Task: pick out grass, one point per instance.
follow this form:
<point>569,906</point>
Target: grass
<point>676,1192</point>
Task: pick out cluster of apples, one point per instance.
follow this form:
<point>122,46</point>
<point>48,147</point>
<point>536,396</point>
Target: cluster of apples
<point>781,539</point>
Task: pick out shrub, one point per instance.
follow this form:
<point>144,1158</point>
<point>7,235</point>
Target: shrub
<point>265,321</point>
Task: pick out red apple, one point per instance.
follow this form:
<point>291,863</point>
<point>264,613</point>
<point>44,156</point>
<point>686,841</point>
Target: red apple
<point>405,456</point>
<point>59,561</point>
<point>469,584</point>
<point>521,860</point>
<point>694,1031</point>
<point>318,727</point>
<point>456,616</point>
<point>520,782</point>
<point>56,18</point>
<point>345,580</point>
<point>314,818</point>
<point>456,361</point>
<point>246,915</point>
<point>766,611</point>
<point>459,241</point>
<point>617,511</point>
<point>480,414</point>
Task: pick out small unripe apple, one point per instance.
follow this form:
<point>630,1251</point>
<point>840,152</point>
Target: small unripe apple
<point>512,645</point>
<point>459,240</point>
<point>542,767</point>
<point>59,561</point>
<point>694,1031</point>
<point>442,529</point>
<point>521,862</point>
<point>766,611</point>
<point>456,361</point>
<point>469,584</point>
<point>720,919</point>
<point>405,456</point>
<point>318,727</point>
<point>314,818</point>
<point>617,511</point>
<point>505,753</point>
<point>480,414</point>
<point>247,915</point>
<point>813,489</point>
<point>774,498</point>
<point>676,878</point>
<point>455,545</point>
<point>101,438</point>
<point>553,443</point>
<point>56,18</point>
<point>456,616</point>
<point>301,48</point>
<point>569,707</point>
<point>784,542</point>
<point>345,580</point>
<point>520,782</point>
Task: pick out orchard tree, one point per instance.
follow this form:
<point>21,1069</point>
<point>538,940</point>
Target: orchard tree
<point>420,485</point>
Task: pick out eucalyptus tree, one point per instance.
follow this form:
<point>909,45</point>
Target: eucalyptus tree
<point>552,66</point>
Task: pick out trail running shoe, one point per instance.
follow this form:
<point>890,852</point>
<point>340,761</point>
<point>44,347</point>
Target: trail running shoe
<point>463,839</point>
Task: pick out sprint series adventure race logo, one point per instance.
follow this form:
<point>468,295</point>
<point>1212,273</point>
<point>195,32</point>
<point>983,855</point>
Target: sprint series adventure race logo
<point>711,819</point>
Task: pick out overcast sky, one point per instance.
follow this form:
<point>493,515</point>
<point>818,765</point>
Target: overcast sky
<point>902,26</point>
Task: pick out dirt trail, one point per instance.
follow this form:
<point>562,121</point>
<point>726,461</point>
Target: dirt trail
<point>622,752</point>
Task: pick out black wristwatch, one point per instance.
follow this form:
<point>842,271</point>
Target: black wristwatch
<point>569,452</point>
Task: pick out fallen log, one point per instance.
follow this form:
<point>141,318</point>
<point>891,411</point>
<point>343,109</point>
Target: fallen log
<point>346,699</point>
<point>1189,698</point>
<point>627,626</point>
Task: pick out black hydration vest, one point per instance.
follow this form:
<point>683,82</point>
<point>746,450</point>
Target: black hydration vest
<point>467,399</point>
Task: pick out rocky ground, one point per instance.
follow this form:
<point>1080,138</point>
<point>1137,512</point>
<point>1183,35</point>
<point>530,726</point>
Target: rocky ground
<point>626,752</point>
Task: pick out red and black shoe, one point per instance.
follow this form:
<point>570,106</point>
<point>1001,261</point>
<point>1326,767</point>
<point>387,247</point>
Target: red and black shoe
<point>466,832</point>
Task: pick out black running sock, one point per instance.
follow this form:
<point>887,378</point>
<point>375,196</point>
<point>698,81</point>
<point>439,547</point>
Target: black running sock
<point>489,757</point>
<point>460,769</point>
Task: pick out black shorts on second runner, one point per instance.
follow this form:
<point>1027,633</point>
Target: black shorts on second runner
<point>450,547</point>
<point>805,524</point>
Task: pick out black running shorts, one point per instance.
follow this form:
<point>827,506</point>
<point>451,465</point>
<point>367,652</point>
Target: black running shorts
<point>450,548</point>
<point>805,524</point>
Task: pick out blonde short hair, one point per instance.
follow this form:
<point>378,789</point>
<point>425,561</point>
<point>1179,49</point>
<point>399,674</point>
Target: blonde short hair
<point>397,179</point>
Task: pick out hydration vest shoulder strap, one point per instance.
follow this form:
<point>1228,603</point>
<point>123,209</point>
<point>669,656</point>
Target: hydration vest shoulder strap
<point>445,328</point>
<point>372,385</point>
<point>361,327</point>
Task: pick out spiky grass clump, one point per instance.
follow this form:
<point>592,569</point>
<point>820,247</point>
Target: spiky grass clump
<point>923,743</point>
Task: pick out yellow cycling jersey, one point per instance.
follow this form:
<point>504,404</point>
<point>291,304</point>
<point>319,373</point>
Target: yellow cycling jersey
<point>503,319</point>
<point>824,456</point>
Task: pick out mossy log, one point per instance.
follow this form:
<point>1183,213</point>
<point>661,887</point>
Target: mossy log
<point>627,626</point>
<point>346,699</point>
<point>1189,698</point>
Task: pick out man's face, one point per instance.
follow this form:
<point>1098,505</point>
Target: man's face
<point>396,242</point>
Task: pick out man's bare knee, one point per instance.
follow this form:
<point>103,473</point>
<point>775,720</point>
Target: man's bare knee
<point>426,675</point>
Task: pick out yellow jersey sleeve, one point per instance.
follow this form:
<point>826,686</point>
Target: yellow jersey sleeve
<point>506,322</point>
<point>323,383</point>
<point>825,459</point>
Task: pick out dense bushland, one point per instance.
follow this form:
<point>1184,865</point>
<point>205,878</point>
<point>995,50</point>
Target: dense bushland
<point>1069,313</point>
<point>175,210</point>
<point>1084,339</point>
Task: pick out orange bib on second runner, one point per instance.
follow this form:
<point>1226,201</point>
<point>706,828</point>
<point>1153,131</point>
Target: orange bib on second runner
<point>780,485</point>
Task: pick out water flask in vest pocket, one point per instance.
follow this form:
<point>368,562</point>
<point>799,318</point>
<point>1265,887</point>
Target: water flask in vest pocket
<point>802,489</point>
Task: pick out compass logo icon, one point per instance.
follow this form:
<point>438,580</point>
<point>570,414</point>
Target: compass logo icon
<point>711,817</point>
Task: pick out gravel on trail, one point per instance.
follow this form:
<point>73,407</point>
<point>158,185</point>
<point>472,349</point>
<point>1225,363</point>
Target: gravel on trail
* * * * * * * * *
**Exercise brief**
Go through the lines above and copy any that contain "gravel".

**Solution**
Task: pick out gravel on trail, one point per instance.
Target: gravel on trail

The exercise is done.